# READING TEXT:
Young love (or more accurately young obsession) and angst are the subject of Savi Gabizon's Lovesick on Nana Street (November 8 at the Coolidge). The winner of eight Israeli Academy Awards, this comedy stars Moshe Ivgi (who will attend the screening) as a social misfit living with his mother and stalking the woman he loves. Screening beforehand is another award-winning film -- Sergei Ursulyak's Russian Ragtime, about a young man's life and love in Moscow in the 1970s as he tries to obtain a visa to emigrate to America. Arthur Borman's Shooting Lily (November 15 at the Coolidge) takes a look at young love in this tale of a wedding videographer whose wife leaves him (Borman will attend the screening).

# MATERIAL SHOWN:

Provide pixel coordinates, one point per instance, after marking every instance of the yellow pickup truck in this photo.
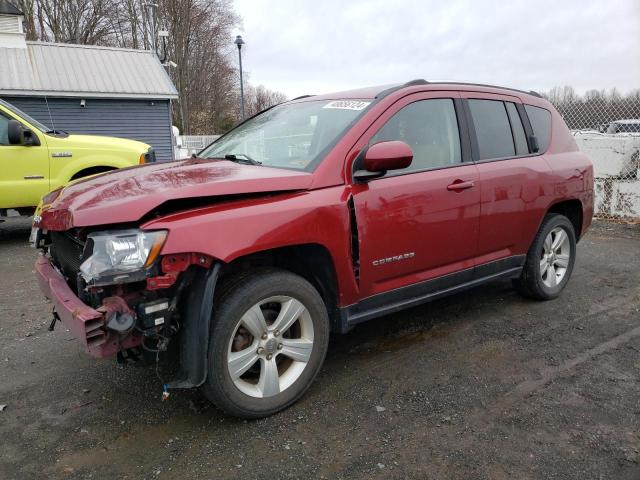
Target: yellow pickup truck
(35, 159)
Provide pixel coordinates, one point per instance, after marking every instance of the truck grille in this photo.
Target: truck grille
(66, 251)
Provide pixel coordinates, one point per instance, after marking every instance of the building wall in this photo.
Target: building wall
(148, 121)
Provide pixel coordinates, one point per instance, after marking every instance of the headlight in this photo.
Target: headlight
(148, 157)
(116, 253)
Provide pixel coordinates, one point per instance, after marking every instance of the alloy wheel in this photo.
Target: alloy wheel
(556, 253)
(270, 346)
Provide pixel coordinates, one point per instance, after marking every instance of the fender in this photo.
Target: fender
(82, 163)
(230, 230)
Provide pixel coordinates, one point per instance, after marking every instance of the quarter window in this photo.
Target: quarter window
(4, 130)
(493, 129)
(541, 124)
(430, 128)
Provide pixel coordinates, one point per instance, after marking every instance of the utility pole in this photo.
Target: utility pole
(239, 42)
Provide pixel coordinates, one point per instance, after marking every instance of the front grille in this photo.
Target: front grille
(66, 251)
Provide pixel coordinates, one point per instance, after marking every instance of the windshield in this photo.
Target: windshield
(295, 135)
(19, 113)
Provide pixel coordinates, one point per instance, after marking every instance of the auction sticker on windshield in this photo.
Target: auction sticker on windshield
(347, 104)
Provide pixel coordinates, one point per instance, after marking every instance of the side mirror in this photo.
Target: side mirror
(18, 135)
(381, 157)
(14, 132)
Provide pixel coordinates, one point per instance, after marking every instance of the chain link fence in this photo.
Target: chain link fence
(606, 127)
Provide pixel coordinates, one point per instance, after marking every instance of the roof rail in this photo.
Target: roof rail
(530, 92)
(301, 96)
(421, 81)
(411, 83)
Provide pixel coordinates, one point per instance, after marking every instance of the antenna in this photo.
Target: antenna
(149, 24)
(53, 127)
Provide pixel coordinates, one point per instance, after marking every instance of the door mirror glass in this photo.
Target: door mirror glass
(18, 135)
(383, 156)
(14, 133)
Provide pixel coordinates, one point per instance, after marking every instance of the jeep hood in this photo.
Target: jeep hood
(128, 194)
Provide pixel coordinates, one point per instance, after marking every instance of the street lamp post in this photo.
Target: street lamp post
(240, 42)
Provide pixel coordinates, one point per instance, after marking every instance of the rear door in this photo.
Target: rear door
(514, 181)
(416, 224)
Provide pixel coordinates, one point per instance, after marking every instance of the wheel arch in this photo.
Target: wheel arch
(312, 261)
(573, 210)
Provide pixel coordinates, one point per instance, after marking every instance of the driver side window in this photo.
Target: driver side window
(430, 128)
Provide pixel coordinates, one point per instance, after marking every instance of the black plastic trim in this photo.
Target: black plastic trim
(463, 130)
(416, 294)
(473, 137)
(194, 344)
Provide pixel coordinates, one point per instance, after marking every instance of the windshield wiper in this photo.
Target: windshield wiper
(241, 158)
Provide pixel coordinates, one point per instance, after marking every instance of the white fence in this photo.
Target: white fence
(616, 165)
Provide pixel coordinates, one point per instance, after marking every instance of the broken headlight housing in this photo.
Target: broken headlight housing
(119, 254)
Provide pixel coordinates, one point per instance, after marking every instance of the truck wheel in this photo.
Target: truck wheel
(550, 259)
(269, 338)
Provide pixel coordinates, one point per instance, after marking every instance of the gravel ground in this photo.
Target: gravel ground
(483, 385)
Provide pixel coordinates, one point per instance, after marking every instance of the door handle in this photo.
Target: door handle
(458, 185)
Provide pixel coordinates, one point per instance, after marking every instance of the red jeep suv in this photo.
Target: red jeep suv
(311, 217)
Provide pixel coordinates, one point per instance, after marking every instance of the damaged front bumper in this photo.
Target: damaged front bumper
(86, 324)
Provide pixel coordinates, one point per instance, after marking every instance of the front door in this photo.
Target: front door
(24, 171)
(422, 222)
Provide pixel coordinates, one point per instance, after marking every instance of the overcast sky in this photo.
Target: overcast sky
(305, 46)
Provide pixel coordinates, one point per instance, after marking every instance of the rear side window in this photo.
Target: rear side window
(493, 129)
(541, 124)
(519, 137)
(430, 128)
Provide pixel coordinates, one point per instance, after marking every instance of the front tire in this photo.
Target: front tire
(550, 259)
(269, 338)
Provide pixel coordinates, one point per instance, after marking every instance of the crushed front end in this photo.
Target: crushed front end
(113, 290)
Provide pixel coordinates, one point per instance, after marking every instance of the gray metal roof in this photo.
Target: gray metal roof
(8, 8)
(65, 70)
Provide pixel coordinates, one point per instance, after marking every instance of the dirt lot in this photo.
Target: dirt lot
(482, 385)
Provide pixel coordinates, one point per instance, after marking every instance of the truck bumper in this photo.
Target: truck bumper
(84, 323)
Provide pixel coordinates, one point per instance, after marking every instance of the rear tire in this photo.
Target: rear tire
(269, 337)
(550, 259)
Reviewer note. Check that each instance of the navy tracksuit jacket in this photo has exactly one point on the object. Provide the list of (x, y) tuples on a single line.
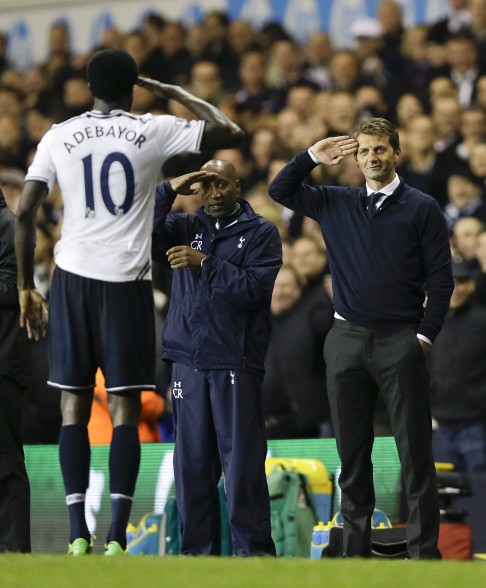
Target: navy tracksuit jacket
[(216, 336)]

# EXERCISE 1:
In the film listing, how many Israeli Academy Awards did Lovesick on Nana Street win?
# EXERCISE 2:
Write the next few sentences of the film listing, picking up after its last sentence.

# EXERCISE OUTPUT 1:
Eight.

# EXERCISE OUTPUT 2:
And let's not forget the celebs and the intellectuals. Sarah Jessica Parker and Leonard "Spock" Nimoy (these aren't the intellectuals) switch off narrating A Life Apart (November 9 at the Coolidge), Menachem Daum & Oren Rudavsky's documentary about American Chassidism. The film covers a lot of ground -- the history of Chassidism, how Chassids have kept American culture at bay (and how it's starting to seep in), the rearing of Chassidic children, and outside reactions to this insular community. No mention, though, about how some of these guys can drink just about anyone under the table come Purim. Rudavsky, another Solomon Schechter grad, will attend the screening. Morgan Freeman narrates Mark Jonathan Harris's The Long Way Home (November 10 at the Coolidge), a two-hour documentary about Holocaust survivors' attempts to build a Jewish homeland in Palestine.

In Arguing the World (November 13 at the Coolidge), director Joseph Dorman traces the lives of four New York Jewish intellectuals -- Irving Howe, Irving Kristol, Daniel Bell, and Nathan Glazer -- beginning with their days at City College in the '30s. Afterward, a panel including Dorman and New Republic editor-in-chief Martin Peretz will discuss these intellectuals' legacy.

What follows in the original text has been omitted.